■ The problem ■
Rewrite everything from the line containing "for bird's leg" down to the line containing "[277,235,600,415]", both lines included, keeping each item's request text unchanged. Offset every bounding-box coordinate in those items by 42.

■ Provided records ■

╭──

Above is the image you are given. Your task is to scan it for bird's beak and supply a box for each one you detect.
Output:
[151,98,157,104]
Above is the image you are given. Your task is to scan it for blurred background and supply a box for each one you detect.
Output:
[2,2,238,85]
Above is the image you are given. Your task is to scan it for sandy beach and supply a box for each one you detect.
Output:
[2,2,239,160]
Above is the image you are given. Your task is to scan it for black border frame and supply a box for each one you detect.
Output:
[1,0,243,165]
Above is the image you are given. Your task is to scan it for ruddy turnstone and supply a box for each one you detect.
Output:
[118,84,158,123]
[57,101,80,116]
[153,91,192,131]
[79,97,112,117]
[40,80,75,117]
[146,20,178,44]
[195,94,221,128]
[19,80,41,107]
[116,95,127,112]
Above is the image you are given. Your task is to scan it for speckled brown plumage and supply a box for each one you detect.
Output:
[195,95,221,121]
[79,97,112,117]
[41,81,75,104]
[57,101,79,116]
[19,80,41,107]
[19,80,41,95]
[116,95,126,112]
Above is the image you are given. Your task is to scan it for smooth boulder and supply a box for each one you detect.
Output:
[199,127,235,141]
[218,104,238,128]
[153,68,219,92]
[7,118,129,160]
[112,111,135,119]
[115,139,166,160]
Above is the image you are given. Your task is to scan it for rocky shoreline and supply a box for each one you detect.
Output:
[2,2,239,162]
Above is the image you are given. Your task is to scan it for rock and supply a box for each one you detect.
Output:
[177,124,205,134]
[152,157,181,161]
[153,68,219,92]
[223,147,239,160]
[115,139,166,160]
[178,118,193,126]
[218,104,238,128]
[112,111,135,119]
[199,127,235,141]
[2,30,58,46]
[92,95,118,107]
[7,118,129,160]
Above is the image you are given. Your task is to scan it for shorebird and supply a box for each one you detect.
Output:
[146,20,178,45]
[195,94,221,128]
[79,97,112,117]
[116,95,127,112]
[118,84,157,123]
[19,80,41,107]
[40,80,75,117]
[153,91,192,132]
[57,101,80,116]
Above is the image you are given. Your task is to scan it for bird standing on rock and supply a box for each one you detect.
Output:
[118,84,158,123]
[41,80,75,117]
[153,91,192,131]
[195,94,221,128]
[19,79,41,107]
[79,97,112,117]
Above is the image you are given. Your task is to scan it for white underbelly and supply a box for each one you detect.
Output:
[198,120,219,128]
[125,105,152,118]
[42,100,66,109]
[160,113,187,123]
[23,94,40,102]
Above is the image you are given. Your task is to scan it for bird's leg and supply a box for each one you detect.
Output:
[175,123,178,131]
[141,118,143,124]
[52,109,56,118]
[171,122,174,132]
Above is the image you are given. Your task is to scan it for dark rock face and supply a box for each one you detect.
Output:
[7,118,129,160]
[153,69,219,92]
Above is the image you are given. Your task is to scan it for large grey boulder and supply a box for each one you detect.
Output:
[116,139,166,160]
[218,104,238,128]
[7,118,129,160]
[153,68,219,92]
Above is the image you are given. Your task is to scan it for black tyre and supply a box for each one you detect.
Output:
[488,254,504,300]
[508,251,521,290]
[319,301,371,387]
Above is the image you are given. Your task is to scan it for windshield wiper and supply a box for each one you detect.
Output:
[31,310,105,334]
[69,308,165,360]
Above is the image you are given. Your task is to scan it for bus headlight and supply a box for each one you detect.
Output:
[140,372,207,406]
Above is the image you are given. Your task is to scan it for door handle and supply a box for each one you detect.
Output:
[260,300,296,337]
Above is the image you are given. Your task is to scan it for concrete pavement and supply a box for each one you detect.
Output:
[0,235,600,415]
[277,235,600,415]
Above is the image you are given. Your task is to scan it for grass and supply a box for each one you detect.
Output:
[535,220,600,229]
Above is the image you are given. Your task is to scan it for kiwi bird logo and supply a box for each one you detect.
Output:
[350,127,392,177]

╰──

■ Answer to this exercise ■
Above is the image you are given. Your task is to scan it for bird's leg and supply a box for each one you detect.
Output:
[217,165,220,173]
[183,160,185,166]
[94,151,98,160]
[213,164,216,174]
Above is the image you are given. Your task is to scan it for dark rock face and supply a box for each one you detect.
Output:
[49,160,171,202]
[195,111,261,134]
Above is the image you are given. Your task is to scan it for large grey boulder and supply a box for each one you detect.
Output:
[158,181,208,202]
[260,146,280,170]
[49,160,171,202]
[195,110,261,134]
Above is the image you are given. Your task is to scan it for black tyre and supply a box for each one you detect.
Output:
[530,296,546,342]
[550,293,563,332]
[361,343,413,429]
Above is the image you are given. Your task is to scan it for windshield wiper and supply a box for each one you detect.
Output:
[73,352,147,376]
[111,350,207,402]
Above is the image you are given. Your task is to scan it for bus headlight and supply a box for each one you detect.
Output:
[182,414,249,448]
Above is the image you are given. Your task is to scan it for door handle and supply a box for each one you detect.
Output:
[302,342,338,379]
Above is the image you are given. Your task is to scan it for concrete pavement and supply a box for each one you detect.
Output:
[42,277,642,457]
[319,277,642,457]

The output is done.